Work to do
1. In the redistricting article, how many of the 99 state Assembly seats did Democrats win in 2012?
2. Carry on writing the redistricting article, picking up after its final sentence.

Excerpt to read
-- Start --

Milwaukee Magazine

POLITICS

- BY ERIK GUNN

The long-lasting effects of redistrict­ing.

The deep Wisconsin roots of the redistrict­ing battle that could redraw political maps across the country

THE LEGAL CHALLENGE that could overturn legislativ­e maps drawn by Wisconsin Republican­s in 2011 – set to be argued this month before the U.S. Supreme Court – got its start some four years ago in an unlikely place: the genteel confines of the now-shuttered Watts Tea Shop in Downtown Milwaukee. The late George Watts was a longtime conservati­ve Republican stalwart, but the tea room was a favorite haunt for veteran state Rep. Fred Kessler, a Milwaukee Democrat long known as a canny student of local electoral maps and trends.

And it was to the tea shop Kessler invited a group of Democratic lawyers in the summer of 2013 to dissect what had happened the previous November. Wisconsin voters in 2012

had sent liberal Democrat Tammy Baldwin to the Senate and helped re-elect President Barack Obama to his second term. Yet, paradoxica­lly, they’d also favored Republican­s heavily for the state Legislatur­e, turning the already reddish body a deep crimson.

Sachin Chheda, a Democratic political organizer and consultant, was there, along with local lawyer Peter Earle and an old college friend of Kessler’s, retired University of Wisconsin law professor Bill Whitford. The group quickly zeroed in on an astonishin­g anomaly from 2012: In raw votes for the state Assembly, Democrats won 51 percent. Yet in seats, they won only 39 out of 99, with the rest going to the GOP, which was reaping the benefits of the 2011 redistrict­ing, a process the party’s legislativ­e leaders carried out behind closed doors.

“It was pretty graphic evidence of how distorted this apportionm­ent was,” Whitford says.

Following 2010’s Republcanf­riendly mid-term election and the decennial census, many states, including Wisconsin, rewrote their congressio­nal and legislativ­e boundaries to favor the right wing. Our state is also one of 37 in which legislatur­es (and by extension political parties) have final control over the maps, as opposed to special bodies. However, it had been decades since a single party had control of state government during decennial redistrict­ing. In past years, “The result has always been a compromise of sorts,” says Jay Heck of Common Cause Wisconsin, a nonpartisa­n reform group.

There’s a word for drawing districts that give a lopsided advantage to one political party – gerrymande­ring – and the Supreme Court ruled more than 50 years ago that it can violate the Constituti­on by making some votes worth less than others. But justices have fallen short of a consensus on how to measure and limit partisan gerrymande­ring, and attempts to get them to overturn state maps, whether drawn by Republican­s or Democrats, have failed.

-- End --

Information shown
-- Start --

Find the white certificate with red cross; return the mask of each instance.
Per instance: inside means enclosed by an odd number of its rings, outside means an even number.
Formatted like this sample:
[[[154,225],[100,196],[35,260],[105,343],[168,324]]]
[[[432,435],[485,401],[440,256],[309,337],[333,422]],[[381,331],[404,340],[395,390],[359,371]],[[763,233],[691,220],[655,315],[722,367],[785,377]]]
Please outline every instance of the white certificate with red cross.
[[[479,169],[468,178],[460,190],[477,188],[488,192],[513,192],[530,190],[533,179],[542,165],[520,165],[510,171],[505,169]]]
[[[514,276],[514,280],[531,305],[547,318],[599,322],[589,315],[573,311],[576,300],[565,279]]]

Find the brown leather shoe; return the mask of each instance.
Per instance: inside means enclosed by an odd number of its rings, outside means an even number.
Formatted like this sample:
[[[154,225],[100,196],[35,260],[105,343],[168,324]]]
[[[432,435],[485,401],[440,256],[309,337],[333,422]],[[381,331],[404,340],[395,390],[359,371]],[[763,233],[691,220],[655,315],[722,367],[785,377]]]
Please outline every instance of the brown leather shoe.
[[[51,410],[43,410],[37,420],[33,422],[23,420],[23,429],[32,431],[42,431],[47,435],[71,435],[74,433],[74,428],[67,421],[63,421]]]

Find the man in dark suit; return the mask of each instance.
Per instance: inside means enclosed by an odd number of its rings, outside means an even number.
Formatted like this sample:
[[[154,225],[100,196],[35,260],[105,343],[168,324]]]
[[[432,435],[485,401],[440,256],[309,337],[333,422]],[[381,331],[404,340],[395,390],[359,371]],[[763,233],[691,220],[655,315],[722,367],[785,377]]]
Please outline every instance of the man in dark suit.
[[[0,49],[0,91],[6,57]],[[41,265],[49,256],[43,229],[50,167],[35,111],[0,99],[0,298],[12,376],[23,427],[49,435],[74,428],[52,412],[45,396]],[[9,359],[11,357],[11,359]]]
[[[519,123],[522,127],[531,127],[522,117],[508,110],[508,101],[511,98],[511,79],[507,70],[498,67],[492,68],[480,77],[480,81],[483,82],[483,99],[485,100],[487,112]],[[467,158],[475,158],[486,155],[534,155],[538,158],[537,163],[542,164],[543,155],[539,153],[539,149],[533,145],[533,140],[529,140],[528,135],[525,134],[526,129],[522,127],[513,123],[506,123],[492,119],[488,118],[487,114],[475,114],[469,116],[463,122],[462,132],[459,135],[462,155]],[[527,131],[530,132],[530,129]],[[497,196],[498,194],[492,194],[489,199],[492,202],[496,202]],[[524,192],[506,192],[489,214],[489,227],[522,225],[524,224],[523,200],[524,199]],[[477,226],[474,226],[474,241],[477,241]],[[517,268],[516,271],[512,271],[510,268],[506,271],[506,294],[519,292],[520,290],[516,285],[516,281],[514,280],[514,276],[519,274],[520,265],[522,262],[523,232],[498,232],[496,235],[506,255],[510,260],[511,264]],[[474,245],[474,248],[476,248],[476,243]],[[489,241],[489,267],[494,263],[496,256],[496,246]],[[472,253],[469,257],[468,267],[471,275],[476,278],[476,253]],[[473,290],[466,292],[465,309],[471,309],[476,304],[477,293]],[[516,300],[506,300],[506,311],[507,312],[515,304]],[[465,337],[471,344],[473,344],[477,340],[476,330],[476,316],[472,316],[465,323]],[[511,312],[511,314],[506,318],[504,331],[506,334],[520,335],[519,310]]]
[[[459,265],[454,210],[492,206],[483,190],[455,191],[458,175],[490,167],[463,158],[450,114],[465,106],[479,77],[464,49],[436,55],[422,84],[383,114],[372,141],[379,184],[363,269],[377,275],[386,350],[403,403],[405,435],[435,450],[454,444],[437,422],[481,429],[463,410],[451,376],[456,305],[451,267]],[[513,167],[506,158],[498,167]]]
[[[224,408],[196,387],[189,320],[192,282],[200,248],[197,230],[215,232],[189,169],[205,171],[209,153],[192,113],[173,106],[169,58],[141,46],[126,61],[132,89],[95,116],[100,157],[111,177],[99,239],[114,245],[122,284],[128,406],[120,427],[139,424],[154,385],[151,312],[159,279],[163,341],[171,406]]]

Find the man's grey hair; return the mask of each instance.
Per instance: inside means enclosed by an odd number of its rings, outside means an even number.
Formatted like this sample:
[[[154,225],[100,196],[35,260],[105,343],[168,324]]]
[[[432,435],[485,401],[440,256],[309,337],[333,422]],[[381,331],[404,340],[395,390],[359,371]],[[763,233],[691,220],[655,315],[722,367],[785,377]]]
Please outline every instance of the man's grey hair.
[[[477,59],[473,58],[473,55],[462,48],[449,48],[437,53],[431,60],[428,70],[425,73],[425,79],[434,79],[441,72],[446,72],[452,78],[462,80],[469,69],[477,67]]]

-- End --

Exercise responses
1. 39

2.
Whitford’s subsequent research for the tea room group led him to a law review article by professors Nicholas Stephanopo­ulos of the University of Chicago and Eric McGhee of the Public Policy Institute of California that proposed a novel way to measure gerrymande­ring numericall­y. In short, their method calculates an “efficiency” score based on the number of “wasted” or surplus votes in an election, since gerrymande­ring relies on “packing” votes together into desirable concentrat­ions and “cracking” apart those that are undesirabl­e, such as left-leaning neighborho­ods.

The coalition enlisted Stephanopo­ulos to help develop the case under the aegis of the Chicago Lawyers’ Committee on Civil Rights, a nonprofit organizati­on, and Whitford became a lead plaintiff, one of a dozen. Last year, the case went before a three-judge panel in federal court and advanced on a vote of 2-1.

The Wisconsin case was a legal breakthrou­gh. “This is the first trial court that actually found unconstitu­tional gerrymande­ring of the lines in 30 years,” says Justin Levitt, an associate dean for research at Loyola Law School in Los Angeles, who is submitting a brief that favors the plaintiffs. “The case is super important, not just for Wisconsin. Whatever rules the Supreme Court sets, everyone is going to have to follow.”

The dissenter on the three-judge decision, William Griesbach, argued that while the GOP maps were drawn to favor the party, they followed “all of the principles that have traditiona­lly governed the districtin­g process, such as contiguity, compactnes­s and respect for political subdivisio­ns like counties and cities.” Furthermor­e, he wrote, the Constituti­on doesn’t guarantee proportion­al representa­tion, and the Democrats’ efficiency gap seems to have been generated by the party’s recurring losses of close races: “It should be obvious that winning close elections is not unconstitu­tional, and yet that is all the efficiency gap shows.”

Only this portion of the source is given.